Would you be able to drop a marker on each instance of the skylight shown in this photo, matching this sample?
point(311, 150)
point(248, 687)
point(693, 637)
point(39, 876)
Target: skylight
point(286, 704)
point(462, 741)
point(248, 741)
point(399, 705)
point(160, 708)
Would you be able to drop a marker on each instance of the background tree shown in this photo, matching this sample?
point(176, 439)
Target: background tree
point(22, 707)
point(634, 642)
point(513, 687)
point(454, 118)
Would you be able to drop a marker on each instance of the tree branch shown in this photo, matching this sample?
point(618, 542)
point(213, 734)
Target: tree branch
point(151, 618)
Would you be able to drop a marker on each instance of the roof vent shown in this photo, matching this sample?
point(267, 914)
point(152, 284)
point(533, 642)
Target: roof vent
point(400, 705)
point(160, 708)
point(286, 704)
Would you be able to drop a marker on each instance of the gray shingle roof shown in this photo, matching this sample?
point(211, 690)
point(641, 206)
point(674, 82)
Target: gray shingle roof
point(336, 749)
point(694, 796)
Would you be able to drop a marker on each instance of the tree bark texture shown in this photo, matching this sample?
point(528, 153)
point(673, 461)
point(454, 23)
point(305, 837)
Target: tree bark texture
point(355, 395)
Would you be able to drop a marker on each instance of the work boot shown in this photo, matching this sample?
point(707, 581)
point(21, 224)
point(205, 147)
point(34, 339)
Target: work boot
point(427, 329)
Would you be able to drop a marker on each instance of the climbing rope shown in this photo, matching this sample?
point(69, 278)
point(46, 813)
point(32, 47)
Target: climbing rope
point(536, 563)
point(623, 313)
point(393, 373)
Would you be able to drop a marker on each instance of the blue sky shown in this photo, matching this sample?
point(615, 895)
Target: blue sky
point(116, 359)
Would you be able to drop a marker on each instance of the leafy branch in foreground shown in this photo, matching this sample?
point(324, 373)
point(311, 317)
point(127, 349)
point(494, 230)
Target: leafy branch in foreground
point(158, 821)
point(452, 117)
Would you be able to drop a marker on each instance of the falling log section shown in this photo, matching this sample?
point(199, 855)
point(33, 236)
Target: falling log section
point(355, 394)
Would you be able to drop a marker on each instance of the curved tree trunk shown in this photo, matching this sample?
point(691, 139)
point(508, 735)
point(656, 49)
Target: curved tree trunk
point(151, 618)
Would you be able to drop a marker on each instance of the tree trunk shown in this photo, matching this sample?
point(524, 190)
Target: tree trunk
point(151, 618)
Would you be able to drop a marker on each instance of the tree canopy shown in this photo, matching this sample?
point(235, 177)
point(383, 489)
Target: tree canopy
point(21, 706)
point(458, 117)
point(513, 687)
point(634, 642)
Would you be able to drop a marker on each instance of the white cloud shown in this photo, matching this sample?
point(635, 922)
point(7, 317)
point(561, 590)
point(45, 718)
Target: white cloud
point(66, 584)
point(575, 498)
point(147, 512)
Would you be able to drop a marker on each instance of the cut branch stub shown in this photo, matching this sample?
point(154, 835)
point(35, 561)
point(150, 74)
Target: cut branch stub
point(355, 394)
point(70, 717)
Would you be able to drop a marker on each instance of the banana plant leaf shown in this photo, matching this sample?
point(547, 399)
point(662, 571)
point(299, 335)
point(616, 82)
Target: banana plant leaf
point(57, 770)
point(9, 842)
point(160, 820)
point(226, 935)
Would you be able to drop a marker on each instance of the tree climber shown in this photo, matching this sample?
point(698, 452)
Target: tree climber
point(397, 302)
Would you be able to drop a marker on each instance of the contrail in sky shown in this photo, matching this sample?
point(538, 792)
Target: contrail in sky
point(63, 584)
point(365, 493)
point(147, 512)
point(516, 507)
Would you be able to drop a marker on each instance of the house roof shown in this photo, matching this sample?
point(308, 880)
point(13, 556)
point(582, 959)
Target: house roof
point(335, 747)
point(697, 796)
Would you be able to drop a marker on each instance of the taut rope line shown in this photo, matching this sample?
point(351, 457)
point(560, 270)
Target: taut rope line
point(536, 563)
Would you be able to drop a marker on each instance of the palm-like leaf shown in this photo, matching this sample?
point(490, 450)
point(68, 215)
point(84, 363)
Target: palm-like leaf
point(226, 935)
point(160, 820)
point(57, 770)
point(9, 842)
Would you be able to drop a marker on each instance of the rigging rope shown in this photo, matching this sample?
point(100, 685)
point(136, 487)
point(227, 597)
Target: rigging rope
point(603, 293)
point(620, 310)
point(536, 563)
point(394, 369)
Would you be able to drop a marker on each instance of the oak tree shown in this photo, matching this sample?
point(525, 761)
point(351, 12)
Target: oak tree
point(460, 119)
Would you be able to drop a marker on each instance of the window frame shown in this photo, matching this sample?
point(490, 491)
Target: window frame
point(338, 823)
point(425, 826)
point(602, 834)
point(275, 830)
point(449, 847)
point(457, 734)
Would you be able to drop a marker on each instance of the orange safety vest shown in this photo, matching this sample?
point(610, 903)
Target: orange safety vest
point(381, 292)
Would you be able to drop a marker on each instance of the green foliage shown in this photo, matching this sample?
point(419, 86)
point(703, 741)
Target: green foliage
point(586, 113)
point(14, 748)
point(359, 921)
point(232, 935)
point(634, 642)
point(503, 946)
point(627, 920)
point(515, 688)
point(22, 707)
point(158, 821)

- - -

Give back all the data exactly as it was written.

Would you be able to drop a marker on each instance of the skylight shown in this photo, matching this sample?
point(311, 150)
point(248, 687)
point(693, 637)
point(39, 876)
Target: skylight
point(286, 704)
point(462, 741)
point(248, 741)
point(399, 705)
point(160, 708)
Would you be able to drop a marker on each instance of the background tree shown in this photo, matching this sample?
point(176, 439)
Target: background tree
point(22, 707)
point(634, 642)
point(513, 687)
point(454, 118)
Would you be able to drop a marker on each instance of the tree branch shown in this photo, matching this sample?
point(618, 542)
point(213, 734)
Target: tree branch
point(151, 618)
Would you be able to drop a marker on each instance of the roof vent shown in this photo, matching this sample?
point(267, 914)
point(152, 284)
point(533, 642)
Target: roof vent
point(400, 705)
point(160, 708)
point(286, 704)
Would you be able to drop a marker on each instance of the gray shingle roof shown in this photo, matching this sample?
point(211, 690)
point(641, 206)
point(674, 82)
Target: gray shingle roof
point(336, 749)
point(694, 796)
Would you be able to drop a marker on each instance of the tree bark texture shown in this photo, matching this sample?
point(528, 153)
point(673, 461)
point(454, 23)
point(305, 837)
Target: tree bark texture
point(355, 395)
Would you be able to drop a marker on each instance of the work boot shown in this photo, matching this sample?
point(707, 581)
point(21, 224)
point(205, 147)
point(34, 339)
Target: work boot
point(427, 329)
Would you be able to drop a marker on each instance of the climbing rope shown in this photo, matching this sample?
point(69, 278)
point(46, 813)
point(32, 47)
Target: climbing rope
point(536, 563)
point(623, 313)
point(393, 373)
Would you be able to drop a marker on each instance of the blue sky shown in this photo, matching this sample?
point(615, 895)
Target: blue sky
point(116, 359)
Would you be able to drop a marker on each instance of the leafy branch in foreground shown in this photo, matching this sample?
point(324, 373)
point(311, 317)
point(127, 349)
point(494, 230)
Target: leafy branch in foreground
point(158, 821)
point(452, 117)
Would you be able to drop a marker on each instance of the falling log section shown in this photo, matching this sample?
point(199, 855)
point(33, 236)
Target: falling log section
point(355, 394)
Would you be able to drop a marker on each instance of the curved tree trunk shown in this photo, matching this sample?
point(691, 139)
point(508, 735)
point(656, 49)
Target: curved tree trunk
point(151, 618)
Would you be able to drop a marker on each instance of the tree trunk shown in this photo, matching this sample?
point(524, 190)
Target: tree trunk
point(151, 618)
Would you be able to drop a marker on each instance of the tree canopy shown in this photo, matching this sample?
point(235, 177)
point(383, 489)
Target: tree canopy
point(21, 706)
point(458, 117)
point(513, 687)
point(634, 642)
Would you be able to drop a marker on each instance of the white cloud shown in this photo, matching this sample?
point(635, 922)
point(7, 317)
point(561, 590)
point(45, 718)
Target: white cloud
point(66, 584)
point(575, 498)
point(147, 512)
Would you be able to drop a marker on each instance of the cut branch stub shown in this photo, matching this sample?
point(154, 835)
point(35, 561)
point(150, 74)
Target: cut branch stub
point(355, 394)
point(70, 717)
Would you be able to drop a marker on each instance of the banana plant leaf shown in this photo, matching this sample?
point(547, 399)
point(662, 571)
point(299, 335)
point(616, 82)
Target: banana plant leaf
point(57, 770)
point(9, 842)
point(160, 820)
point(226, 935)
Would you be able to drop a marker on each instance of the tree climber shown in this photo, matching this sample?
point(698, 452)
Target: tree climber
point(397, 302)
Would you be able to drop a marker on each instance of the contrail in sky shown in this photo, matching this sample?
point(538, 792)
Target: contrail in sky
point(63, 584)
point(365, 493)
point(147, 512)
point(516, 507)
Would you be able to drop a marker on each instance of the house roof shown in this photo, matching this sample?
point(308, 880)
point(13, 556)
point(582, 959)
Target: house roof
point(335, 747)
point(697, 796)
Would you be able to drop a marker on each instance of the taut rope line shown in this photo, matching this sample?
point(351, 457)
point(560, 270)
Target: taut rope line
point(536, 563)
Would you be able to drop a marker on each instance of the palm-like leaf shown in this photo, matching this sample?
point(490, 450)
point(68, 215)
point(84, 363)
Target: palm-like leaf
point(226, 935)
point(160, 820)
point(57, 770)
point(9, 842)
Would you be able to drop a marker on each instance of the rigging rope shown in this photo, matching this sample?
point(100, 685)
point(136, 487)
point(227, 597)
Target: rigging rope
point(603, 293)
point(620, 310)
point(536, 563)
point(394, 369)
Would you be able to drop a marker on each instance of the oak tree shown in this photo, matching this sample?
point(525, 761)
point(351, 12)
Target: oak tree
point(460, 119)
Would you be able to drop a marker on each instance of the window frame shown in this photo, matching this sample?
point(490, 491)
Target: window frame
point(338, 823)
point(425, 826)
point(602, 834)
point(275, 830)
point(449, 847)
point(457, 734)
Would you be able to drop a marker on each instance of the orange safety vest shown in this photo, matching this sample?
point(610, 903)
Target: orange safety vest
point(381, 292)
Would you be able to drop a marker on each instance of the green foliage shown in this photo, matching this sample?
point(419, 86)
point(703, 741)
Target: green foliage
point(586, 113)
point(14, 748)
point(359, 921)
point(232, 935)
point(634, 642)
point(503, 946)
point(627, 920)
point(515, 688)
point(22, 707)
point(158, 821)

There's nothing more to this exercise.